Restate word for word the lines in the listing below, starting at the line containing "Target: rightmost pair" and ending at the line containing "Target: wide projecting", both included; leave out the rest.
START Records
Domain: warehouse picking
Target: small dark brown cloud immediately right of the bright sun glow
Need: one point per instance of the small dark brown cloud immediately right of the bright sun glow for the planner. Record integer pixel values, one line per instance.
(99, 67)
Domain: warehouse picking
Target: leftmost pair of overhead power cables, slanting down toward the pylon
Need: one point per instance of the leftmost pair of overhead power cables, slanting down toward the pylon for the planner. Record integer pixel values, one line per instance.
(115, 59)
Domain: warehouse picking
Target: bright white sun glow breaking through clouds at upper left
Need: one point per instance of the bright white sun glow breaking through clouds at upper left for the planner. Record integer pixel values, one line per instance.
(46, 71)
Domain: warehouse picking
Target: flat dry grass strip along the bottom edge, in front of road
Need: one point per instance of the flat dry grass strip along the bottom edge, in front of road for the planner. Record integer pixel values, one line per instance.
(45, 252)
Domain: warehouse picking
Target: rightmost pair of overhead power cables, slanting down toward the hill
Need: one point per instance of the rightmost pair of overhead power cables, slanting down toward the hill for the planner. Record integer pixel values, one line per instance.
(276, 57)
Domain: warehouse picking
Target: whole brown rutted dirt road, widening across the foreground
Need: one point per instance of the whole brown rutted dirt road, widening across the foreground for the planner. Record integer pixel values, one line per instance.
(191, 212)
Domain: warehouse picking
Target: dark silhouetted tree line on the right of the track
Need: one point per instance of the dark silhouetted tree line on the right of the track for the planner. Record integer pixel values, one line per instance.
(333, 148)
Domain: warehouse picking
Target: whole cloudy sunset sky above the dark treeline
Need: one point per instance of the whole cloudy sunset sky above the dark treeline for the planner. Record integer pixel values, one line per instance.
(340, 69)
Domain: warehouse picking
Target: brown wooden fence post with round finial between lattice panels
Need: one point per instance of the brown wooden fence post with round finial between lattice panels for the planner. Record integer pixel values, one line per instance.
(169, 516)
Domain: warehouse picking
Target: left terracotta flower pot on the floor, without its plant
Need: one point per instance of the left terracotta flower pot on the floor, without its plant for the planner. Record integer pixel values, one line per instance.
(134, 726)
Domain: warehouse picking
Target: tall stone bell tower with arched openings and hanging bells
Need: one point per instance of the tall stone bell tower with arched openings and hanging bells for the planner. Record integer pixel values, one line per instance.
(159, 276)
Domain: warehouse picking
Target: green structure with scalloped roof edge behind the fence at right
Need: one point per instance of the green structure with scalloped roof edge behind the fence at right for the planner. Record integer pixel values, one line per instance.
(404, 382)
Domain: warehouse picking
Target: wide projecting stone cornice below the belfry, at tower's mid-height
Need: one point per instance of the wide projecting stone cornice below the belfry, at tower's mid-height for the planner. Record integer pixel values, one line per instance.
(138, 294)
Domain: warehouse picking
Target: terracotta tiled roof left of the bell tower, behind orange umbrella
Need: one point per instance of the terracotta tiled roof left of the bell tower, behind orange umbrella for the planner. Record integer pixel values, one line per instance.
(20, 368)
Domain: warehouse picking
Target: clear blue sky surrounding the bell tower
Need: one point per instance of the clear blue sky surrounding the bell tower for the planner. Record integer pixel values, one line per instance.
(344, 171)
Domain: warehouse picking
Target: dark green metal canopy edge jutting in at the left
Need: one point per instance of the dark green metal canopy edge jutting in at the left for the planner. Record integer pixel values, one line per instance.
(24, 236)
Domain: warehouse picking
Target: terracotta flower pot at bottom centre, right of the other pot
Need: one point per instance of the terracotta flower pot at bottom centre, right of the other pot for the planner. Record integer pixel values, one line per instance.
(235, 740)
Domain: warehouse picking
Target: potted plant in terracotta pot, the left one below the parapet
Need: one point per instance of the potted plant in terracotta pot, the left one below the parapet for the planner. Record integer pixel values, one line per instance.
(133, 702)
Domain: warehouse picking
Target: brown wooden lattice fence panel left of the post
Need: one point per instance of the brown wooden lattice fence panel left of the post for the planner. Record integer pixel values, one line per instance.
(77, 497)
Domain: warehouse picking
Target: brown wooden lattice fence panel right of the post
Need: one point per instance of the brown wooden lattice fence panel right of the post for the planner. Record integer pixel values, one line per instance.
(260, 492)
END Records
## Reply to the task:
Target: rightmost pair of overhead power cables, slanting down toward the hill
Need: one point per instance of the rightmost pair of overhead power cables, slanting down toward the hill for the planner. Record integer pixel values, one line per instance.
(276, 57)
Domain: warehouse picking
Target: whole brown rutted dirt road, widening across the foreground
Need: one point per instance of the whole brown rutted dirt road, widening across the foreground for the planner. Record integer pixel values, one line per instance.
(191, 212)
Domain: warehouse picking
Target: dark silhouetted tree line on the right of the track
Need: one point per instance of the dark silhouetted tree line on the right of the track for the planner. Record integer pixel values, one line per instance.
(333, 148)
Domain: warehouse picking
Target: whole cloudy sunset sky above the dark treeline
Need: one point per instance of the whole cloudy sunset sky above the dark treeline for the planner. Record integer pixel values, one line per instance.
(340, 69)
Domain: warehouse picking
Target: brown wooden fence post with round finial between lattice panels
Need: one point per instance of the brown wooden fence post with round finial between lattice panels for the planner. Record integer pixel values, one line per instance.
(169, 516)
Domain: warehouse picking
Target: left terracotta flower pot on the floor, without its plant
Need: one point per instance of the left terracotta flower pot on the floor, without its plant for the planner. Record integer pixel values, one line per instance.
(134, 726)
Domain: warehouse picking
Target: tall stone bell tower with arched openings and hanging bells
Need: one point per instance of the tall stone bell tower with arched openings and hanging bells for the planner. Record integer pixel values, one line per instance.
(159, 276)
Domain: warehouse picking
Target: green structure with scalloped roof edge behind the fence at right
Need: one point per instance of the green structure with scalloped roof edge behind the fence at right for the planner. Record integer pixel values, one line per instance.
(404, 382)
Domain: warehouse picking
Target: wide projecting stone cornice below the belfry, at tower's mid-height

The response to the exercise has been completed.